WHAT IS EXPECTED: Read the material below and tally how many lines hold the word "nostril", giving the number and nothing else.
=== Begin Enclosure ===
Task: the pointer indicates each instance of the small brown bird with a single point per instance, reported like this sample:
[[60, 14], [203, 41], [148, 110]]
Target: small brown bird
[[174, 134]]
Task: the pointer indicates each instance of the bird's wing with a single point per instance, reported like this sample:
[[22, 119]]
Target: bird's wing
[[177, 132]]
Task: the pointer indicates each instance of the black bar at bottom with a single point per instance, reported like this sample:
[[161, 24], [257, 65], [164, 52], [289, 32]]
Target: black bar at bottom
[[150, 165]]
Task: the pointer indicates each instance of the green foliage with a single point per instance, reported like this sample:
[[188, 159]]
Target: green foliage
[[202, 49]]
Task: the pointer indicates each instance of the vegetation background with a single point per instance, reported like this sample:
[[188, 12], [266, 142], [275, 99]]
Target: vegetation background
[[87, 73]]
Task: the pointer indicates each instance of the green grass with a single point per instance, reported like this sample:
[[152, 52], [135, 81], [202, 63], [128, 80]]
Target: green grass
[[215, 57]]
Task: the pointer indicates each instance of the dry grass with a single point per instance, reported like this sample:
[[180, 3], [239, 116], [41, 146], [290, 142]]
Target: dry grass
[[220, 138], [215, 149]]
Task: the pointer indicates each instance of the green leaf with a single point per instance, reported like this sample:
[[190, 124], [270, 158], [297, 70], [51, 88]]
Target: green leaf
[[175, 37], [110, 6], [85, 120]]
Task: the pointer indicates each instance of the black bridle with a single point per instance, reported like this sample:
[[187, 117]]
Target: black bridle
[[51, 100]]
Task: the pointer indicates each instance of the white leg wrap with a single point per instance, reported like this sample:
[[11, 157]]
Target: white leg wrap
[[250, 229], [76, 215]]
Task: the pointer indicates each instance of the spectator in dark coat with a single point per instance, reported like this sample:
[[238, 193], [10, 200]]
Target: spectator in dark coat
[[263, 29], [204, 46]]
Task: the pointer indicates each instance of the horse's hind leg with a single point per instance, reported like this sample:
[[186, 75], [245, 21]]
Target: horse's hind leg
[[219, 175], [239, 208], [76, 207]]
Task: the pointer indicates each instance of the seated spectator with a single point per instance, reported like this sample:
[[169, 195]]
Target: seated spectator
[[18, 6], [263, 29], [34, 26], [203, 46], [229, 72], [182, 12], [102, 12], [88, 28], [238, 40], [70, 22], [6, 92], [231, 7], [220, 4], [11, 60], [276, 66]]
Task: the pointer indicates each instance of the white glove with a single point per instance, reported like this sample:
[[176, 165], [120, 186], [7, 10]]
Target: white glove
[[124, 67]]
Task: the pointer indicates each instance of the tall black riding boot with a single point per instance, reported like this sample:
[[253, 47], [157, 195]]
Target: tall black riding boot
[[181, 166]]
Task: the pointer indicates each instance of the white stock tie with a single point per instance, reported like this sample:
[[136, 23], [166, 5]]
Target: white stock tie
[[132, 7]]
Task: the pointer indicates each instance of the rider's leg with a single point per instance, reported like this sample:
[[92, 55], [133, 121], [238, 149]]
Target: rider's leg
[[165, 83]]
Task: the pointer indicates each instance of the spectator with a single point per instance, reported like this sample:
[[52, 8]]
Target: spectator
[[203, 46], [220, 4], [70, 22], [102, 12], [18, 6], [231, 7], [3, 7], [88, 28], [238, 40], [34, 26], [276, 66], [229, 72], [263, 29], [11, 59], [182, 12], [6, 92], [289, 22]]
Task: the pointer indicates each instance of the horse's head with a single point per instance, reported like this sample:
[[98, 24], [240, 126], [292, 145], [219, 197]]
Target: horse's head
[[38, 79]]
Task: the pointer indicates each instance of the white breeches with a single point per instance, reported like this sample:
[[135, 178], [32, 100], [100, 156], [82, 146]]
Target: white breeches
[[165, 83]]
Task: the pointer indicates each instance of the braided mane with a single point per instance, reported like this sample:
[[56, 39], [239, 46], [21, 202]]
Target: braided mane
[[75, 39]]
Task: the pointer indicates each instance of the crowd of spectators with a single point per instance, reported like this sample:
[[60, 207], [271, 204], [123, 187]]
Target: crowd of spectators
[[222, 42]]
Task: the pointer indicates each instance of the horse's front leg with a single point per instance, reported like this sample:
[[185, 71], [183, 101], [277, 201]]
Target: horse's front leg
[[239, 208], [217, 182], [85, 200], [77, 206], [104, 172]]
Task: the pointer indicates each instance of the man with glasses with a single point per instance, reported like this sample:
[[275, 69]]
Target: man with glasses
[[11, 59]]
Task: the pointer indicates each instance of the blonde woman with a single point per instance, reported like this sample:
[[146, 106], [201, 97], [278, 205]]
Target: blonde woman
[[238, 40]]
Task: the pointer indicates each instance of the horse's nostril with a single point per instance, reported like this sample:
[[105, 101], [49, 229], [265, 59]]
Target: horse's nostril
=== End Enclosure ===
EXPECTED OUTPUT: 2